— begin Records for the task —
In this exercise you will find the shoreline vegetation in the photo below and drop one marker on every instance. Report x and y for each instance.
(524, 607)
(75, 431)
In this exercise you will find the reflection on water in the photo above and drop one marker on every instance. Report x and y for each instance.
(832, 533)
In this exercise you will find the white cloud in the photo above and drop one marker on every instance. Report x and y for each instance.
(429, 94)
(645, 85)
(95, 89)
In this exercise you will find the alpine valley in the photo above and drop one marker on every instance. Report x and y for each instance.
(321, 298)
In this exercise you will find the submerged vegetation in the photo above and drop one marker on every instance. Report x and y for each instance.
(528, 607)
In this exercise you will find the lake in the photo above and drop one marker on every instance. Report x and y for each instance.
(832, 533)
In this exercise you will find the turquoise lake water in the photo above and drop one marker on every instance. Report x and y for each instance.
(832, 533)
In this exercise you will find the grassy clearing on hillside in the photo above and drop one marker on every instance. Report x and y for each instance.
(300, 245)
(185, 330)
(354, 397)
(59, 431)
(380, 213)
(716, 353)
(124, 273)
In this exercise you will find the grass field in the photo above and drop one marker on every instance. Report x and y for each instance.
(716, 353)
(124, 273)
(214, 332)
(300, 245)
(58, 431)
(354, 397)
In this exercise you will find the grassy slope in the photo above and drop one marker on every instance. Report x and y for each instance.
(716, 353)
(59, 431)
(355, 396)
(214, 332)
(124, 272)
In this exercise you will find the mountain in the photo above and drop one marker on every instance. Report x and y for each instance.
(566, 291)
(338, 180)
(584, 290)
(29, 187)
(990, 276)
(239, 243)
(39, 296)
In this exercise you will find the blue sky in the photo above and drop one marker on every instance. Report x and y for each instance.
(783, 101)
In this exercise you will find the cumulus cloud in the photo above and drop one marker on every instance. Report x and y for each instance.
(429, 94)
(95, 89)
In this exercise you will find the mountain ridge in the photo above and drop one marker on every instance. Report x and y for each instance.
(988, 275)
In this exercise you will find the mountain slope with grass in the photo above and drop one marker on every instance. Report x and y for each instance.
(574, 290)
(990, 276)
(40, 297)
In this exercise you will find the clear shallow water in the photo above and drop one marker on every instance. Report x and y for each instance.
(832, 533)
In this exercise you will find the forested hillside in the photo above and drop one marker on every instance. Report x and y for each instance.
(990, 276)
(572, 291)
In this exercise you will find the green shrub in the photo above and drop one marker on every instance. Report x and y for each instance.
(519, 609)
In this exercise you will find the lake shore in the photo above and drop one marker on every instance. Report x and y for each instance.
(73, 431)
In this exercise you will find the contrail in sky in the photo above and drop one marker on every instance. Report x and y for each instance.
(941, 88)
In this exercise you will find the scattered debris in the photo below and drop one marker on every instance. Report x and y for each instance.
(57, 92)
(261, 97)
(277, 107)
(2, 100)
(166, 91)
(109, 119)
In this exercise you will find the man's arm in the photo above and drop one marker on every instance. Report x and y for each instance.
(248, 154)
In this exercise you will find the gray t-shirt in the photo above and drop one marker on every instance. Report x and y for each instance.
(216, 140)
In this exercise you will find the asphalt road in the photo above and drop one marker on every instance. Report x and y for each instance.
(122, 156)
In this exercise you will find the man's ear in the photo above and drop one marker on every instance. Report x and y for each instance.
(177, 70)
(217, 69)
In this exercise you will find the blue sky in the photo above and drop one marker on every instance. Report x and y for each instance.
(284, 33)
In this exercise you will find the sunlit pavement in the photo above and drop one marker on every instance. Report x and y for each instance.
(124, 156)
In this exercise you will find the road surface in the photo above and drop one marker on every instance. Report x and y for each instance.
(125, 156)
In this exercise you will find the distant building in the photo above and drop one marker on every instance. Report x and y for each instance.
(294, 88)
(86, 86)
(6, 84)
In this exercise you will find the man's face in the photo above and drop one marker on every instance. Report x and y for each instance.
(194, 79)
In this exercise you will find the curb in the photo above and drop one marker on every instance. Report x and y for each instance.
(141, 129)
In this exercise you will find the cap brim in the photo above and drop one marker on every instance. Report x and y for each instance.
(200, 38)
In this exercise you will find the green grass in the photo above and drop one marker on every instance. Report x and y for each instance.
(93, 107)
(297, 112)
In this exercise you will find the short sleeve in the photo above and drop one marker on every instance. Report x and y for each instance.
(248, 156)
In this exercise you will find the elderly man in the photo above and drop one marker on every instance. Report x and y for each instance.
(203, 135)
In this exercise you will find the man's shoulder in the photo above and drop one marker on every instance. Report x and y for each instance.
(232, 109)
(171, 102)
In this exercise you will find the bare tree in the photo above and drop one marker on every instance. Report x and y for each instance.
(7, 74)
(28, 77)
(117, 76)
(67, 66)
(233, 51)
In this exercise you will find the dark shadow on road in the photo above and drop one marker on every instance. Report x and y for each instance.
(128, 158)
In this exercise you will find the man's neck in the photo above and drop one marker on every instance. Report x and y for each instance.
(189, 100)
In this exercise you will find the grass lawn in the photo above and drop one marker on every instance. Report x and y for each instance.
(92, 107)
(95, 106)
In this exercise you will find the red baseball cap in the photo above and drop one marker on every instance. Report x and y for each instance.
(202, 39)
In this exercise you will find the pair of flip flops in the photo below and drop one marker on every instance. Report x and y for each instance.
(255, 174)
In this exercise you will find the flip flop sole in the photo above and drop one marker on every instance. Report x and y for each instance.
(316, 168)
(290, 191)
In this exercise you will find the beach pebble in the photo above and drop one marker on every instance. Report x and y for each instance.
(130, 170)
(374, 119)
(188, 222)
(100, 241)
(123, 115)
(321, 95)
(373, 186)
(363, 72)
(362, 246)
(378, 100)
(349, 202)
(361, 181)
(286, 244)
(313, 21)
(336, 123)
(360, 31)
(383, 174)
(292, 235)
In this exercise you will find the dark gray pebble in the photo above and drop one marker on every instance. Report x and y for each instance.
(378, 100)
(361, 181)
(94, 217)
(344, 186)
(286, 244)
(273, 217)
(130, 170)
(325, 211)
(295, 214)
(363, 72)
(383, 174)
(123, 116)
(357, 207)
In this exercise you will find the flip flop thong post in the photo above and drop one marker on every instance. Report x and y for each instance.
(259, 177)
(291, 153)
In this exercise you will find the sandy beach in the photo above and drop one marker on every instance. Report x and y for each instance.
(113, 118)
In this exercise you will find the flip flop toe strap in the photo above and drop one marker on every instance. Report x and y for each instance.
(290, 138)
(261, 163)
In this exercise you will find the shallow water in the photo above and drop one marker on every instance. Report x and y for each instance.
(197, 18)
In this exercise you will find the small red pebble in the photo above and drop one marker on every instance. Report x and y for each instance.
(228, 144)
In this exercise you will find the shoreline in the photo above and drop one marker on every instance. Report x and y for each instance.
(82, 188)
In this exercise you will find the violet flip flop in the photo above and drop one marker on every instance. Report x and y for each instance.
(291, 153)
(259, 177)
— end Records for the task —
▶ Given instruction:
Revise the records above so that every occurrence of "drop one marker" reads "place a single marker", and leave all other wording unchanged.

▶ Correct result:
In this exercise you will find the shoreline vegetation in the photo below and place a single marker on every instance. Report x and y for each instance.
(524, 607)
(75, 431)
In this exercise you will find the reflection on water in the photo above and place a single marker on every instance. Report x and y for each instance.
(832, 533)
In this exercise you will find the white cloud in the photo above and place a single marker on every instance. Report x and y for each instance.
(429, 94)
(645, 85)
(95, 89)
In this exercise you will find the alpine valley in the photo above and place a single marker on every instance. Report x and y for each instance.
(321, 298)
In this exercise you will find the submerged vegetation in the photo above and place a single marker on every instance. Report x and y for each instance.
(528, 607)
In this exercise you will find the lake in the photo above and place a single marker on every instance. Report x and y for each instance.
(832, 533)
In this exercise you will find the turquoise lake water in the photo above and place a single marker on every instance. Report x and y for each instance.
(832, 533)
In this exercise you will find the grassy clearing on hillside in the photo above and place a single marker on every instance. Report x and y for each instance.
(300, 245)
(185, 330)
(354, 397)
(59, 431)
(380, 213)
(716, 353)
(124, 273)
In this exercise you will find the grass field in the photo above and place a single marker on every instance. Report x and y for each instance.
(716, 353)
(124, 273)
(214, 332)
(300, 245)
(58, 431)
(354, 397)
In this exercise you will find the grassy slope in the photo above and place a single marker on every instance. Report x and y for each instance.
(716, 353)
(59, 431)
(355, 396)
(214, 332)
(124, 272)
In this exercise you will find the mountain in the photo above and place a single marker on every instance. Report x and y for each instance.
(566, 291)
(338, 180)
(584, 290)
(29, 187)
(990, 276)
(239, 243)
(39, 296)
In this exercise you will find the blue sky in the photo above and place a single marker on every instance. Report x and y for each instance.
(783, 101)
In this exercise you will find the cumulus cloud in the photo above and place a single marker on every instance. Report x and y for each instance.
(429, 94)
(95, 89)
In this exercise you will find the mountain ridge in the photo above and place a single marker on every instance. Report x and y for each instance.
(988, 275)
In this exercise you will find the mountain slope with grass in the photo above and place a single marker on every instance. Report x and y for each instance.
(574, 290)
(990, 276)
(40, 297)
In this exercise you will find the clear shallow water in the photo above and place a single marker on every instance. Report x and y for each instance.
(832, 533)
In this exercise you will find the forested hillside in the photo above and place a single marker on every instance. Report x and y for each instance.
(990, 276)
(572, 291)
In this exercise you will find the green shrub in the photo above and place a single marker on every instance. Report x and y for each instance.
(519, 609)
In this exercise you will find the lake shore in the photo above and place a single marker on every instance. Report x and y for each instance.
(73, 431)
In this exercise you will find the contrail in sky in the photo above and place a single marker on every instance. Report x and y for each instance.
(941, 88)
In this exercise you will find the scattered debris in the photo below and place a single marker on every instance. Report x and y for each instance.
(57, 92)
(261, 97)
(277, 107)
(2, 100)
(166, 91)
(109, 119)
In this exercise you will find the man's arm in the photo above and place a single marker on every instance. Report x and y for each instance.
(248, 154)
In this exercise you will find the gray t-shirt in the photo above and place a single marker on every instance. Report x and y for each instance.
(216, 140)
In this exercise you will find the asphalt road in the photo above and place a single marker on every instance. Report x and y for each instance.
(122, 156)
In this exercise you will find the man's ear in the photo above and place a single marker on every instance. Report x and y for each instance.
(177, 70)
(217, 69)
In this exercise you will find the blue sky in the photo above and place a single marker on every instance. Report x and y for each instance.
(284, 33)
In this exercise you will find the sunlit pavement in the photo above and place a single marker on every instance. Report x and y for each instance.
(124, 156)
In this exercise you will find the road surface in the photo above and place a single marker on every instance. Report x and y for each instance.
(125, 156)
In this exercise you will find the distant building in the photo above and place a single marker on every instance. Report x and y for each instance.
(294, 88)
(86, 86)
(6, 84)
In this exercise you will find the man's face in the photo above and place a single marker on every instance. Report x and y for each instance.
(194, 79)
In this exercise you will find the curb in the photo above and place a single marker on every instance. Report x and y for each instance.
(141, 129)
In this exercise you will find the cap brim in the photo above and place a single marker on every instance. Report x and y for each instance.
(200, 38)
In this exercise you will find the green grass in the photo above and place a single marker on every instance. Report x and y for each instance.
(93, 107)
(297, 112)
In this exercise you will find the short sleeve in the photo above and place a single marker on every instance. Report x and y for each instance.
(248, 156)
In this exercise you will find the elderly man in the photo above and place a single marker on every instance. Report x and y for each instance.
(203, 135)
In this exercise you will find the man's shoulder in the photo above and place a single marker on every instance. Report x and y for each instance.
(232, 109)
(171, 102)
In this exercise you will find the bare tree in the photo above and place a single marker on every instance. Report x and y for each instance.
(7, 74)
(28, 77)
(117, 76)
(67, 66)
(233, 51)
In this exercise you will find the dark shadow on road in the photo above and place a single marker on every instance. Report x and y for each instance.
(128, 158)
In this exercise you will find the man's neck in the photo above and place a single marker on every instance. Report x and y for each instance.
(189, 100)
In this exercise you will find the grass lawn in the photo above and place a single marker on every instance. Report x and y for each instance.
(92, 107)
(95, 106)
In this exercise you will find the red baseball cap in the photo above and place a single marker on every instance. Report x and y for each instance.
(202, 39)
In this exercise you will find the pair of flip flops in the photo below and place a single marker on every instance. Report x and y for each instance.
(255, 174)
In this exercise you will find the flip flop sole in the photo above and place a single marker on every instance. Report x and y for each instance.
(316, 168)
(290, 191)
In this exercise you will find the beach pebble in the photo above and place a single marker on every instance. Report x and y for each instance.
(130, 170)
(374, 119)
(188, 222)
(100, 241)
(123, 115)
(321, 95)
(373, 186)
(363, 72)
(362, 246)
(378, 100)
(349, 202)
(361, 181)
(286, 244)
(313, 21)
(336, 123)
(360, 31)
(383, 174)
(292, 235)
In this exercise you will find the dark gray pebble in the photo above and place a single marker on every instance. Report x and y for each instance.
(378, 100)
(361, 181)
(94, 217)
(344, 186)
(286, 244)
(273, 217)
(130, 170)
(325, 211)
(295, 214)
(363, 72)
(383, 174)
(123, 116)
(357, 207)
In this exercise you will find the flip flop thong post in the photo above and place a single marker on every instance. Report x and y for each instance.
(259, 177)
(291, 153)
In this exercise you will find the sandy beach in the photo above and place a single marker on every instance. Report x and y for each instance.
(113, 118)
In this exercise you will find the flip flop toe strap in the photo above and place a single marker on every instance. Report x and y for each instance.
(290, 138)
(261, 163)
In this exercise you will find the shallow water in the photo above and place a single marker on every instance. Report x and y for each instance.
(197, 18)
In this exercise you will find the small red pebble in the photo above and place a single marker on every instance. Report x and y for each instance.
(228, 144)
In this exercise you will find the shoreline in the photo above and place a single marker on every instance. Report x and y for each instance.
(82, 188)
In this exercise you will find the violet flip flop in the photo above and place a single marker on every instance. Report x and y for each instance.
(291, 153)
(259, 177)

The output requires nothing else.